→ **Exercise description**: Recast the records, from their start through the line containing "x=158 y=225", as a Markdown table with the columns Number and Line, one numbered row per line. Skip blank lines and leave out the picture.

→ **Supplied information**:

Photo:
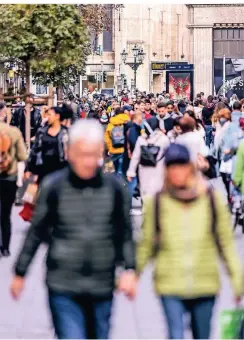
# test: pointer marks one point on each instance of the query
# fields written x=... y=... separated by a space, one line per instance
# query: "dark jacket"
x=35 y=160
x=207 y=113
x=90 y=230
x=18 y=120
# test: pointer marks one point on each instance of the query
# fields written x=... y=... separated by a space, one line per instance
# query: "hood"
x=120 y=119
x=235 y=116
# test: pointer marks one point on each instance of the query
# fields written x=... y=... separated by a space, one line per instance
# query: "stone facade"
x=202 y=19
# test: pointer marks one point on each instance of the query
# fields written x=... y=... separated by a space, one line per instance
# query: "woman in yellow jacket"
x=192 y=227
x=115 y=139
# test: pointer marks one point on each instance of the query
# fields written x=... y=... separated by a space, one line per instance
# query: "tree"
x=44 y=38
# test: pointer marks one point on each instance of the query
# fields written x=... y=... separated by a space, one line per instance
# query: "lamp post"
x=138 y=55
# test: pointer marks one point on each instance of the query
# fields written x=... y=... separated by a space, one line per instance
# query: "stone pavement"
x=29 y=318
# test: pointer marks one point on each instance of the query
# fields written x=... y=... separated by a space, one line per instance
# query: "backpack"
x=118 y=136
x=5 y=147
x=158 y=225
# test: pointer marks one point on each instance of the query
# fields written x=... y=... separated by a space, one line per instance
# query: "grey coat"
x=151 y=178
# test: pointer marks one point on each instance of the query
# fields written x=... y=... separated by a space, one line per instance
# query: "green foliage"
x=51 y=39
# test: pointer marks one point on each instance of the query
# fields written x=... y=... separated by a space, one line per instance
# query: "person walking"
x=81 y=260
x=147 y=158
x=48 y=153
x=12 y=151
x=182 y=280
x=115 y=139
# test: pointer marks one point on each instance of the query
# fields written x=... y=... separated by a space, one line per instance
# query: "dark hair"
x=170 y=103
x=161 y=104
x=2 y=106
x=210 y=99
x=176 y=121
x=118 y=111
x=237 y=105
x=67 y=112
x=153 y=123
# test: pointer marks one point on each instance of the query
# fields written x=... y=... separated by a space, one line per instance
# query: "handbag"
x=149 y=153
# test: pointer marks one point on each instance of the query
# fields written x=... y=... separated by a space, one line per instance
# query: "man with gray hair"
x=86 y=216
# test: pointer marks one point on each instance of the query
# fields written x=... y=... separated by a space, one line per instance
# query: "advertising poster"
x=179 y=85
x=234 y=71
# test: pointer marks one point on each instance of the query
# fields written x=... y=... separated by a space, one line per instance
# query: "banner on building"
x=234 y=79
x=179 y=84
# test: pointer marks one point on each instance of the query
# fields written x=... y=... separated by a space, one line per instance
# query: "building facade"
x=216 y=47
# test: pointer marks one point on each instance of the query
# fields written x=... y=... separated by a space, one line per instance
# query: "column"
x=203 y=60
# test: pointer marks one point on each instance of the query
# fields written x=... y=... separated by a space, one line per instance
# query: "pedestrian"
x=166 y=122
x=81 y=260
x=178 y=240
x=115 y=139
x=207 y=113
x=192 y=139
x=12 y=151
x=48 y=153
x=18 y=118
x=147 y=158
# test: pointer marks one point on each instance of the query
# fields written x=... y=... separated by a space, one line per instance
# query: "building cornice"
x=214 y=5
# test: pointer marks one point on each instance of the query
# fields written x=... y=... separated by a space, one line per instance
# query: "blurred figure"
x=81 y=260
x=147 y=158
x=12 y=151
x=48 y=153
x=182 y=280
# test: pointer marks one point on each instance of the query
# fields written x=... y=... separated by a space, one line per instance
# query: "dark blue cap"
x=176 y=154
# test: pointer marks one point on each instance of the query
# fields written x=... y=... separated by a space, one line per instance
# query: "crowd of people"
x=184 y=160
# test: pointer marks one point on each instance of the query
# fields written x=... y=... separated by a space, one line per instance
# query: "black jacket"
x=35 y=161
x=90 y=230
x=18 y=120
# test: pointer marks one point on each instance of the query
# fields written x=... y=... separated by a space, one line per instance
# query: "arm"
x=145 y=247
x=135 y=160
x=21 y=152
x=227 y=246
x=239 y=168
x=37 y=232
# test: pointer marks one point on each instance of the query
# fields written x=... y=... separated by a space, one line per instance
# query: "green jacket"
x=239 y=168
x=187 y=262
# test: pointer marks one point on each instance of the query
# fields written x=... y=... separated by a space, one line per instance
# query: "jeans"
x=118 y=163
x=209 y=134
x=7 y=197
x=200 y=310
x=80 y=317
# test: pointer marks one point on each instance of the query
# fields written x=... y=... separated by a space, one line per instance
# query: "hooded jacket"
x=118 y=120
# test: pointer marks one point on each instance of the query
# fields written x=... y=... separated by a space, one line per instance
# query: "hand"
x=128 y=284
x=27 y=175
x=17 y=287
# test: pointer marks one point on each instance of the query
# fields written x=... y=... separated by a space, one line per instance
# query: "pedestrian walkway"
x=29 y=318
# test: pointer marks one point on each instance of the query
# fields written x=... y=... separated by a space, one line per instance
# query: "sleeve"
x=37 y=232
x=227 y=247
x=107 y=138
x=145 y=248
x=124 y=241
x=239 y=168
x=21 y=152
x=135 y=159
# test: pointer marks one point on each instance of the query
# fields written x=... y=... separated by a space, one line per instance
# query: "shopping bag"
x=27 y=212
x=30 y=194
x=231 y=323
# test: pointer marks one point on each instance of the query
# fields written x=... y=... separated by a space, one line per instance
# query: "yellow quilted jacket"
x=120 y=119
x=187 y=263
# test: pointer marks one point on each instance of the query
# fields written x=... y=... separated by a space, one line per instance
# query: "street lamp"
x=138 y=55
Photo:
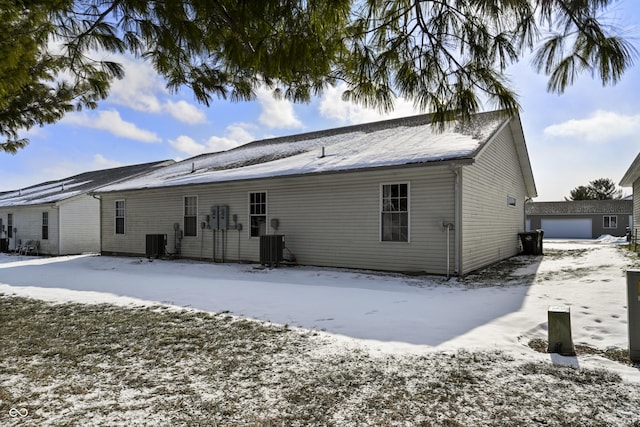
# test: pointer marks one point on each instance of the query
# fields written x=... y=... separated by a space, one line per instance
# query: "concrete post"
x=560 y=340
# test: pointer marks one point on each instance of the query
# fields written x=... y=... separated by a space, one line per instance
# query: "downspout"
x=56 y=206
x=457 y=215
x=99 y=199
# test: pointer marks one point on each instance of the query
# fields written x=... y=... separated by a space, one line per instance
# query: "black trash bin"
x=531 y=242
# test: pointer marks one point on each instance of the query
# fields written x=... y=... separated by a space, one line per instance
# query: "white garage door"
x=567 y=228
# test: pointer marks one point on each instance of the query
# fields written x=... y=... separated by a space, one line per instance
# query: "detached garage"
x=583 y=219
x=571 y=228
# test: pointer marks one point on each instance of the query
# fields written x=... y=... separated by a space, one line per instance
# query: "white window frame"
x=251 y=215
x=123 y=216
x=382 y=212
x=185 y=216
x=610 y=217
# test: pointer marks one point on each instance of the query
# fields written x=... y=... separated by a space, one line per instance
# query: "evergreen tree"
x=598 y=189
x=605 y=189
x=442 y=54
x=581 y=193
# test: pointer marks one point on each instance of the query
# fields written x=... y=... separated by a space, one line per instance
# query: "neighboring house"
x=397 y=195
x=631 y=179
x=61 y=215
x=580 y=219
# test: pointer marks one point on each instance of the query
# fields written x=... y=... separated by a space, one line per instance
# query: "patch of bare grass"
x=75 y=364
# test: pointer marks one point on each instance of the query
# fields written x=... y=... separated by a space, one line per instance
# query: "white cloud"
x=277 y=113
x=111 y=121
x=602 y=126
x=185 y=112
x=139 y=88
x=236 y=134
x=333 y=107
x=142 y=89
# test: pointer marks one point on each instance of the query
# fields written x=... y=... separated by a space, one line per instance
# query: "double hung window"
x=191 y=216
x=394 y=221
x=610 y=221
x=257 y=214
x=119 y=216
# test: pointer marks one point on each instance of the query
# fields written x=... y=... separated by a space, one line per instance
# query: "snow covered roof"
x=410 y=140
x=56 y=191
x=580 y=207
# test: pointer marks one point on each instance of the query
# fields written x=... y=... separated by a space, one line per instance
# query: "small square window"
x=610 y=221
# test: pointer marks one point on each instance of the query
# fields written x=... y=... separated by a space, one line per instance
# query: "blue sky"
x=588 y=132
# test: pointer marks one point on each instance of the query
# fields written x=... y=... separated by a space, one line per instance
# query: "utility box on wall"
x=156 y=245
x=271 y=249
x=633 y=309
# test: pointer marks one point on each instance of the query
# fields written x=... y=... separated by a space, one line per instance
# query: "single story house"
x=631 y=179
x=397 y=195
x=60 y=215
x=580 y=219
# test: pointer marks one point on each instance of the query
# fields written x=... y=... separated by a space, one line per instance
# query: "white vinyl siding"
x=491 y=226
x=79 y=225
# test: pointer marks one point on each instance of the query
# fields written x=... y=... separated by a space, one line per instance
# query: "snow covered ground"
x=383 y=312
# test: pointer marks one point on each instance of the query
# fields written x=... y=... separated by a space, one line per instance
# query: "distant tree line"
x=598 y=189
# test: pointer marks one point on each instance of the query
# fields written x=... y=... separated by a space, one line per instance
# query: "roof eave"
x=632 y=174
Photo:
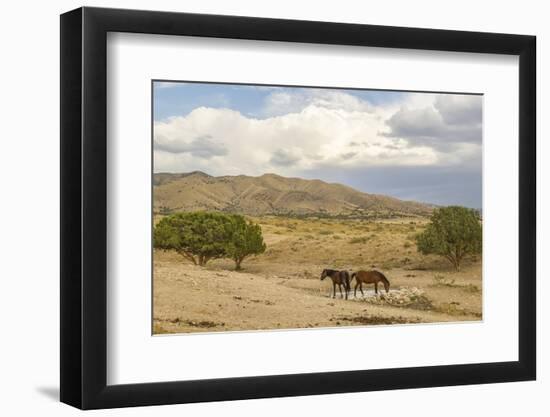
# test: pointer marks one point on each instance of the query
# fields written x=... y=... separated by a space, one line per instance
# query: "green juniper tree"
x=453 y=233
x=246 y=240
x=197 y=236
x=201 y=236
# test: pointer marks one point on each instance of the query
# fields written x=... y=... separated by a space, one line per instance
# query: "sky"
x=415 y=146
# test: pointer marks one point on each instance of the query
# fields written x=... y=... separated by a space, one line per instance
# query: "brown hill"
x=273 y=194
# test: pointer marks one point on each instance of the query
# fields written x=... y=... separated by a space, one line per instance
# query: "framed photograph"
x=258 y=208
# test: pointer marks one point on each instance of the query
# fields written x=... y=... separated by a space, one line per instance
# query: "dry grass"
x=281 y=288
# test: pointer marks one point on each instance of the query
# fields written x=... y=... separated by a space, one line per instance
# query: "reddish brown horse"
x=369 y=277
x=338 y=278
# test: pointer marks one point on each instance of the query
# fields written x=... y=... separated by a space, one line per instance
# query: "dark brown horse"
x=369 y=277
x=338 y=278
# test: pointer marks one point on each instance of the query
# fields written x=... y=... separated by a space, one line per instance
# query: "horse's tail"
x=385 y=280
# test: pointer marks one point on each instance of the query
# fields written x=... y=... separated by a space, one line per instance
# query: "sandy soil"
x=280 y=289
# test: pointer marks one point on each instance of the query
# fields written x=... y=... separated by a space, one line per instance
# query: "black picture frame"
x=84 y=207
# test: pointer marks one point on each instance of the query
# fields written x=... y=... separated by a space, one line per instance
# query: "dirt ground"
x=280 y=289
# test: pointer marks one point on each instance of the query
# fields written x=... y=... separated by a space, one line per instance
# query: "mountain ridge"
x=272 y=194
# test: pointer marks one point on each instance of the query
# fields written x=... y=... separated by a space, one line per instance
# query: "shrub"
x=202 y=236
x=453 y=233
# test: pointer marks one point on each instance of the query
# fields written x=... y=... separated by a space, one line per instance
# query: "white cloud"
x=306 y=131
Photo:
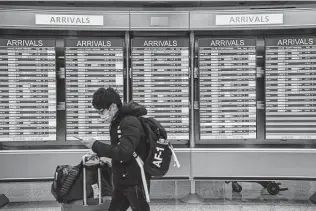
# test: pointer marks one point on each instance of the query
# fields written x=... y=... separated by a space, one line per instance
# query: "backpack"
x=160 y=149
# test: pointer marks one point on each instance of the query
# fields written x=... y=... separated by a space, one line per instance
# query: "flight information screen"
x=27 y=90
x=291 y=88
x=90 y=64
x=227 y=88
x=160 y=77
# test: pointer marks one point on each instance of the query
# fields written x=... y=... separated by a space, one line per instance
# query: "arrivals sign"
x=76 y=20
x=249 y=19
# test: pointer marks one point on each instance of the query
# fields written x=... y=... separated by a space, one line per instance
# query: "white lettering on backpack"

→ **Worked solution**:
| Number | Line |
|---|---|
| 1 | Photo: |
| 2 | # test: pointer marks one point on each instance of the query |
| 3 | # fields written x=... y=... separated by a space, one line per instance |
| 4 | # query: "dark jacket" |
| 5 | x=35 y=160 |
| 6 | x=207 y=113 |
| 7 | x=90 y=230 |
| 8 | x=18 y=120 |
| 9 | # test: pointer marks one point on each instance of the query |
| 10 | # fields written x=... y=... separated by a space, one line per instance |
| 11 | # query: "hood" |
| 12 | x=120 y=119 |
| 13 | x=235 y=116 |
| 14 | # test: pointer marks one point on each instance of the query |
| 15 | # fields written x=... y=... separated by a space, one line per instance |
| 16 | # query: "stone facade" |
| 17 | x=202 y=19 |
| 18 | # test: pointer marks one point on each instance of the query |
| 19 | # fields written x=... y=... separated by a space, one line per instance |
| 20 | # query: "woman in yellow jacket" |
| 21 | x=192 y=227 |
| 22 | x=115 y=139 |
| 23 | # test: pointer marks one point on each instance of the query |
| 24 | # fields written x=... y=... separated by a space, one line per instance |
| 25 | # query: "tree" |
| 26 | x=44 y=38 |
| 27 | # test: pointer marks one point on each instance of the query |
| 28 | # fields written x=... y=... separated by a space, one line per instance |
| 29 | # query: "lamp post" |
| 30 | x=138 y=55 |
| 31 | # test: pointer marks one point on each instance of the query |
| 32 | # fields written x=... y=... separated by a space, one line per instance |
| 33 | # query: "stone pavement" |
| 34 | x=29 y=318 |
| 35 | # test: pointer marks one point on each instance of the query |
| 36 | # fields written x=... y=... separated by a space, one line per instance |
| 37 | # query: "backpack" |
| 38 | x=118 y=136 |
| 39 | x=5 y=147 |
| 40 | x=158 y=225 |